---------- Records for this exercise

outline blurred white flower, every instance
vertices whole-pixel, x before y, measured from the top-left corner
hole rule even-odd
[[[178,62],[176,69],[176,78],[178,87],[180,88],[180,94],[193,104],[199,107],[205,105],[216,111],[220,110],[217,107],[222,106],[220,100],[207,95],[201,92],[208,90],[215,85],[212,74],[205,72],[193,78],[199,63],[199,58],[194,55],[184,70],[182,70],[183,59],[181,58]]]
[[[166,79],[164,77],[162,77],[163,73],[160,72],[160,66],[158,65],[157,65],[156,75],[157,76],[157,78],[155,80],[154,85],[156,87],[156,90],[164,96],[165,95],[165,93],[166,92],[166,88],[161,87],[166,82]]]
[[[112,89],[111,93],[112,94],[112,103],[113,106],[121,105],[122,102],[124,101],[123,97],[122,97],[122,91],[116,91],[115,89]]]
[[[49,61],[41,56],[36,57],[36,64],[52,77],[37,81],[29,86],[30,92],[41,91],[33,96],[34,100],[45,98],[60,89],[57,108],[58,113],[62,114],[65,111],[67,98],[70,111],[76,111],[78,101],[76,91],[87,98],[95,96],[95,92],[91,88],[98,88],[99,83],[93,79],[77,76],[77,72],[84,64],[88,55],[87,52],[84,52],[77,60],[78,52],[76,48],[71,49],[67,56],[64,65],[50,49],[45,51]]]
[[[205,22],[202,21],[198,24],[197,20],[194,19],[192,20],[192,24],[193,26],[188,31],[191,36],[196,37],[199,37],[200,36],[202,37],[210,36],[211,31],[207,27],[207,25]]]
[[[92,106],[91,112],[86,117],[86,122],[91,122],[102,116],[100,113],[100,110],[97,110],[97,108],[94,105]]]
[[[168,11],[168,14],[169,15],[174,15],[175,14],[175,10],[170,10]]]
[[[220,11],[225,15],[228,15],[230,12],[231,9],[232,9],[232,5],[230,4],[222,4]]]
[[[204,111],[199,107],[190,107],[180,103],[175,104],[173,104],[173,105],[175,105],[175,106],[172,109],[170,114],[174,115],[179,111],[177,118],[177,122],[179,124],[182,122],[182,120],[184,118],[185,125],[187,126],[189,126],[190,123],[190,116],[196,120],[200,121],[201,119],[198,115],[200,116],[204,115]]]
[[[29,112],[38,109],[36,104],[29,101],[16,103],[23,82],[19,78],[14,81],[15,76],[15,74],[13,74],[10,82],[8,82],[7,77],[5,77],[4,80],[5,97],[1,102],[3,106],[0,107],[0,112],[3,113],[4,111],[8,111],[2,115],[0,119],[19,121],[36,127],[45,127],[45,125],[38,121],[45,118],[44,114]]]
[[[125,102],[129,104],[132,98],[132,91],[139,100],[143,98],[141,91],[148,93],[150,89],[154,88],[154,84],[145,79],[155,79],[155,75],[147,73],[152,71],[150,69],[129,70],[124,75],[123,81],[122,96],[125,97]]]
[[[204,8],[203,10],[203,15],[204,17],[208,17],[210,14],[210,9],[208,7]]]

--------------------

*Stated exercise:* Count the lines of the listing above that contain the string "blurred", treating uppercase and lowercase as different. Reply with the number only.

*Task response:* 1